- GIVEN REQUEST: Rewrite the lines of the data below as a JSON list of strings, one string per line with blank lines omitted, starting at the line that contains "Point out the engine" and ending at the line that contains "[86,44,500,265]", both included. Leave the pictures out of the list.

- RECORD EXCERPTS:
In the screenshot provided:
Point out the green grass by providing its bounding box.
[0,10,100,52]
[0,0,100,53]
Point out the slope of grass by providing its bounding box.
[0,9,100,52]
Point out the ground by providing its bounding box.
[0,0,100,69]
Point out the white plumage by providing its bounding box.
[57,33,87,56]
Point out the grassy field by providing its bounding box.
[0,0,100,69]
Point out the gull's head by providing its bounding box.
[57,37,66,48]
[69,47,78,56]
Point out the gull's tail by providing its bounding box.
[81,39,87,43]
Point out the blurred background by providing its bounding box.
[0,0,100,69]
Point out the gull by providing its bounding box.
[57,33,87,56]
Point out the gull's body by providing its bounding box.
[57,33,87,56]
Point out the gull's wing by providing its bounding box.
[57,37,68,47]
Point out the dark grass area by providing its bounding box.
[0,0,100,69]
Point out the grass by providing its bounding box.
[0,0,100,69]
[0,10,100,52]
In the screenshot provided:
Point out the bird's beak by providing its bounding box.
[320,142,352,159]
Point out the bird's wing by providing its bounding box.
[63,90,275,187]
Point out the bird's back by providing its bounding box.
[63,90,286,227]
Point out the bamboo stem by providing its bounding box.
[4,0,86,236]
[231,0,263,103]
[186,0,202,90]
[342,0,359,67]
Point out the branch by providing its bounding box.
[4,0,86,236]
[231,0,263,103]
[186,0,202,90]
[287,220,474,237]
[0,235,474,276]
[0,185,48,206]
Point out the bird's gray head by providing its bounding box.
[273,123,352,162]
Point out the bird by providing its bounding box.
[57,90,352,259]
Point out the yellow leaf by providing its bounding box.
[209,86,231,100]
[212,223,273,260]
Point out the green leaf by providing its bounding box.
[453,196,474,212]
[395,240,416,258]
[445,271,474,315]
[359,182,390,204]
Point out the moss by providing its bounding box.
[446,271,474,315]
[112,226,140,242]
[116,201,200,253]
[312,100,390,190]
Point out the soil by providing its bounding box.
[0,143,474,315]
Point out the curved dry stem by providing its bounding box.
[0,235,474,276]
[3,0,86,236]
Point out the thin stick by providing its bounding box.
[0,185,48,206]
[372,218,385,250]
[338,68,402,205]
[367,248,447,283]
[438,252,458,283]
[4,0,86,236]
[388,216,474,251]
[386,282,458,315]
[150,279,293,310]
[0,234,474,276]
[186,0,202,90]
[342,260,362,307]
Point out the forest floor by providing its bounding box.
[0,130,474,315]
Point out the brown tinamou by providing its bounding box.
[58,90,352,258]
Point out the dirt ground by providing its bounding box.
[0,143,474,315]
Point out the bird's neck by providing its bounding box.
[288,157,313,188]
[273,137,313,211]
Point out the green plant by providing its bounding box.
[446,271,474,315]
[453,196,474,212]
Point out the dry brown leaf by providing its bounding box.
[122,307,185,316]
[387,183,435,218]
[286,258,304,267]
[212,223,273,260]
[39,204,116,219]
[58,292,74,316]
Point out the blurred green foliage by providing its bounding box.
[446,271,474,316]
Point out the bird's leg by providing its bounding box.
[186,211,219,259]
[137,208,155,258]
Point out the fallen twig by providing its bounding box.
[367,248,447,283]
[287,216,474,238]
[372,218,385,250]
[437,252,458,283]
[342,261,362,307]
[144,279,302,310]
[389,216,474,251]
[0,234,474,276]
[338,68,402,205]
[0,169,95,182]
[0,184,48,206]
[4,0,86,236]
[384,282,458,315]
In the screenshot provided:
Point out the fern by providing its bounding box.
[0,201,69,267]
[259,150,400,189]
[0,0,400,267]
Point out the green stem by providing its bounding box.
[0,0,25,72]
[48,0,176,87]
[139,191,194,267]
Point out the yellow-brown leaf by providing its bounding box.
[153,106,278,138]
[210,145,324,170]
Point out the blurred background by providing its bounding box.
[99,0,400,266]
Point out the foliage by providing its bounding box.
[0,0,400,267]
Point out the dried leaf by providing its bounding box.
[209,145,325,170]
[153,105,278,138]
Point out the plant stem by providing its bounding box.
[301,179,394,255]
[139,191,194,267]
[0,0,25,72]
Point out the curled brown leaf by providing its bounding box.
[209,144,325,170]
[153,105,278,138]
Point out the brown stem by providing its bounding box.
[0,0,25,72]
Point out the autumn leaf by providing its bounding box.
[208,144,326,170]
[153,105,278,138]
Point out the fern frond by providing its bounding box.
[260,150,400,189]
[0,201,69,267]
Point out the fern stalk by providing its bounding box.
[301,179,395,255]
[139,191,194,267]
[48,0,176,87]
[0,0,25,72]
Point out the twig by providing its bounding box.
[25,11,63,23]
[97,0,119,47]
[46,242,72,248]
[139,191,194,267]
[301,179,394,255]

--

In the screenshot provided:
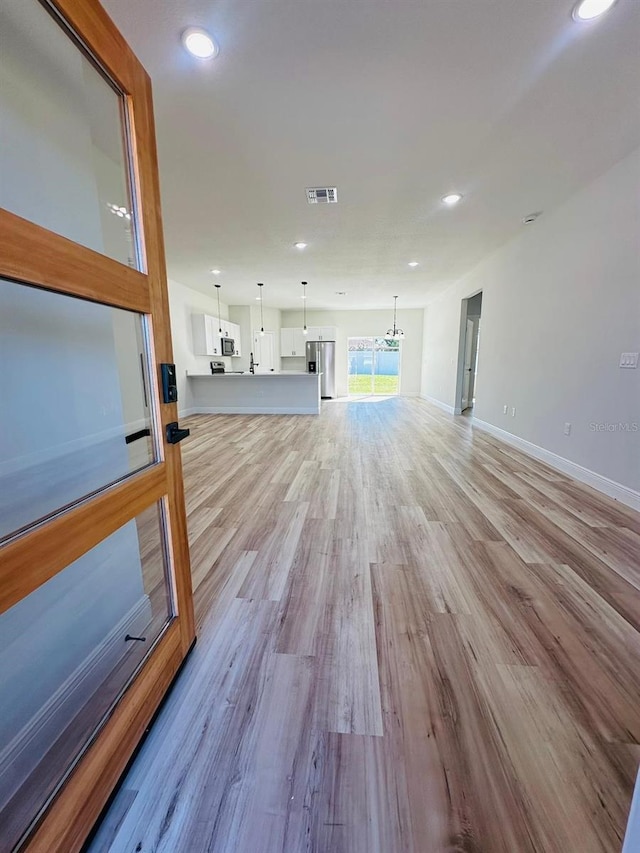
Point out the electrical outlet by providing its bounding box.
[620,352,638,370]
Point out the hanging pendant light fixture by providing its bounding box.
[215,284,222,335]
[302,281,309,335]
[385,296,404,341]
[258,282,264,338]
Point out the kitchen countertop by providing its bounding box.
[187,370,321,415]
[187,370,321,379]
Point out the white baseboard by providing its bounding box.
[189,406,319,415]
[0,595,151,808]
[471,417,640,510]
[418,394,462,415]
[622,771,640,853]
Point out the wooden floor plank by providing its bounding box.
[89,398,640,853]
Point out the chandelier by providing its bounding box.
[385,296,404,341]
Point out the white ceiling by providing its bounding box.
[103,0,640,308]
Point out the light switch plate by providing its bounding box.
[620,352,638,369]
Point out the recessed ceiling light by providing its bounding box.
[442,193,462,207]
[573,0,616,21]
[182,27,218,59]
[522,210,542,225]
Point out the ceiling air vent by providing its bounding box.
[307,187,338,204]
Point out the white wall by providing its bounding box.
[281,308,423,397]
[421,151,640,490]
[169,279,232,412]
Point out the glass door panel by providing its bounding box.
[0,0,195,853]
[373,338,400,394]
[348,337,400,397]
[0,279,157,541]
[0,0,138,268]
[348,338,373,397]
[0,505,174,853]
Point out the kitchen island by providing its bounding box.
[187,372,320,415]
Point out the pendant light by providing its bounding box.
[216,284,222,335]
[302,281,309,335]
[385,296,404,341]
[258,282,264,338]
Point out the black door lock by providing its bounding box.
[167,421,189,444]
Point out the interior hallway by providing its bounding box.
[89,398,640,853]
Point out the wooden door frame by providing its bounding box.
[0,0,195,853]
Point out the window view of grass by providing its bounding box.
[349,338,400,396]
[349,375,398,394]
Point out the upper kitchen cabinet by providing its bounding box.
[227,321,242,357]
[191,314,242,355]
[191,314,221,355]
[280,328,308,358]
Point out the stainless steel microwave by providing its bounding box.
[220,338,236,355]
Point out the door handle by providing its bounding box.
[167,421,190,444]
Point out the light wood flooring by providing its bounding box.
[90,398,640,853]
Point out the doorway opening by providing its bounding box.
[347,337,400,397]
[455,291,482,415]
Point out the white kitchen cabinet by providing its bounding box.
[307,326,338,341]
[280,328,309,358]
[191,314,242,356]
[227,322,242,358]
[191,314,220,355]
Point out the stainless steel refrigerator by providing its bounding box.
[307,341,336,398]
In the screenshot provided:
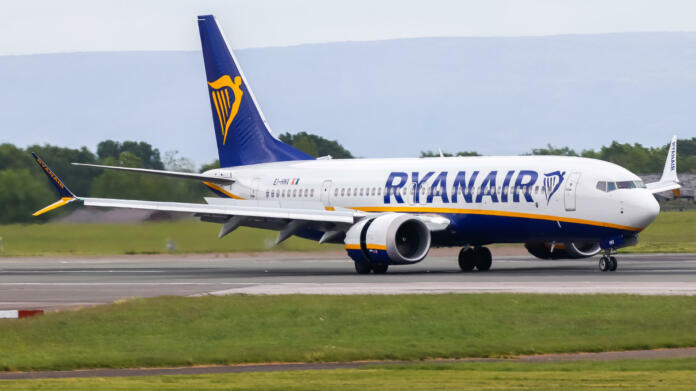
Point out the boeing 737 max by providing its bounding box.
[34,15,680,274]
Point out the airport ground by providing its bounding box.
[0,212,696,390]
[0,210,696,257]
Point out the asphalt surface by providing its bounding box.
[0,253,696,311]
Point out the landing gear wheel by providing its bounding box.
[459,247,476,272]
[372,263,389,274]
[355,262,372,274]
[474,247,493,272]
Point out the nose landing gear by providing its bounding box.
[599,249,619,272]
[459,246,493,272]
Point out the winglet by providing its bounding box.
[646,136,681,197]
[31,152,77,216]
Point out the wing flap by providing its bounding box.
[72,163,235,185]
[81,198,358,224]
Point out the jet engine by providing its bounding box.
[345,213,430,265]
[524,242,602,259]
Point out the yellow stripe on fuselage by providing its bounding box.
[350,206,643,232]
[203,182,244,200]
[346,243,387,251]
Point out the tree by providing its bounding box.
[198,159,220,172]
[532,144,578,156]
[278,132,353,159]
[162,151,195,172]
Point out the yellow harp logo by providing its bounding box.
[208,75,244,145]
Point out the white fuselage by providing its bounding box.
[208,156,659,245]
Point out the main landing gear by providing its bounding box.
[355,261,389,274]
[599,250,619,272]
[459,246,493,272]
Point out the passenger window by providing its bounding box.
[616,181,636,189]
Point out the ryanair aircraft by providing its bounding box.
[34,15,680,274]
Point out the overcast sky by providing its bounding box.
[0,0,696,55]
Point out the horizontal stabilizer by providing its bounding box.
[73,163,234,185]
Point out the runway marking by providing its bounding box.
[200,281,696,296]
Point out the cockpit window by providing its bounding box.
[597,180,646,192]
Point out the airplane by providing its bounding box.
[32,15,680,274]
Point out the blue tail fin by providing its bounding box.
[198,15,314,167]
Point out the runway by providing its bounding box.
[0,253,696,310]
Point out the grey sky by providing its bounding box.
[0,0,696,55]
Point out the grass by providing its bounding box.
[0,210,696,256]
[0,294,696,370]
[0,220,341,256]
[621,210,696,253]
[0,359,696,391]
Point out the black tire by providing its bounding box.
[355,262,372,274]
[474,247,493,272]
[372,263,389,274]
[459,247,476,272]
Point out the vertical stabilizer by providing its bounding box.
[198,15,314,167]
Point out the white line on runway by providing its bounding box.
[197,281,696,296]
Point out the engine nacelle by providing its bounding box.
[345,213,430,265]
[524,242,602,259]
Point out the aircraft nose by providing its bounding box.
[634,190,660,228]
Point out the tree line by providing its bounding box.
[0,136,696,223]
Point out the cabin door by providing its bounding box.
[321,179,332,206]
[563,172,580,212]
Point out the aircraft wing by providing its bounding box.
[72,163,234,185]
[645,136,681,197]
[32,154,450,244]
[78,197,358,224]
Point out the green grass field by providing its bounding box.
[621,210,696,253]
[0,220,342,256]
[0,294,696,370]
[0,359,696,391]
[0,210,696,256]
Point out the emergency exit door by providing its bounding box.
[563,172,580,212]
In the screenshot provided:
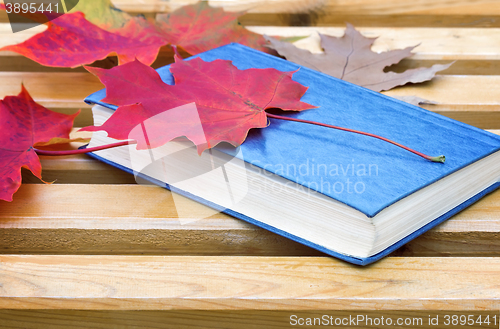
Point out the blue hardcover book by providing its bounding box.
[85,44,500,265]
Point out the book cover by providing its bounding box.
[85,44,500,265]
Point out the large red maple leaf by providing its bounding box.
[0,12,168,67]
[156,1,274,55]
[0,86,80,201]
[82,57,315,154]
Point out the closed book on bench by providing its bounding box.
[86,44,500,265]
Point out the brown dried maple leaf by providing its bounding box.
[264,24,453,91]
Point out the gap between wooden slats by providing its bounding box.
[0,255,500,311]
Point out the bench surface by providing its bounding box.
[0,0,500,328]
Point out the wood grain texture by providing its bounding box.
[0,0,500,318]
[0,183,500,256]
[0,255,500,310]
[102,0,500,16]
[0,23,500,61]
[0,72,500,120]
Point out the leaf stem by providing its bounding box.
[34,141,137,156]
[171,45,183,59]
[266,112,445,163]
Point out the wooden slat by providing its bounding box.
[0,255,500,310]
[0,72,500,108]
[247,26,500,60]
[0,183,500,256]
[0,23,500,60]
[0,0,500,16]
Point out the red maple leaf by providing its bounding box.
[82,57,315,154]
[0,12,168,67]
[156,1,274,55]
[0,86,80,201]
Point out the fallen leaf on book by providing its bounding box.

- RESULT OF THE TASK:
[
  "Point out the engine nacelle by providing its bounding box.",
  "[345,213,430,265]",
  "[524,242,602,259]",
  "Point out the aircraft nose by providing its bounding box.",
  "[634,190,660,228]",
  "Point out the tree line by providing its bounding box.",
  "[0,136,696,223]",
  "Point out the cabin door by providing its bounding box.",
  "[321,179,332,206]",
  "[563,172,580,212]",
  "Point out the aircraft wing by providing its bounding box.",
  "[72,163,234,185]",
  "[645,136,681,197]",
  "[32,154,450,244]",
  "[78,197,358,224]",
  "Point out the green grass field by providing its bounding box.",
  "[621,210,696,253]",
  "[0,220,342,256]",
  "[0,294,696,370]",
  "[0,359,696,391]",
  "[0,210,696,256]",
  "Point out the emergency exit door by providing its bounding box.",
  "[563,172,580,212]",
  "In the screenshot provided:",
  "Point out the blue hardcover book by providing its bounding box.",
  "[85,44,500,265]",
  "Point out the book cover by providing its bounding box.",
  "[85,44,500,265]",
  "Point out the large red maple leaf by providing its bounding box.",
  "[0,12,168,67]",
  "[156,1,274,55]",
  "[0,86,80,201]",
  "[82,57,315,154]",
  "Point out the closed book on bench by providing its bounding box.",
  "[86,44,500,265]"
]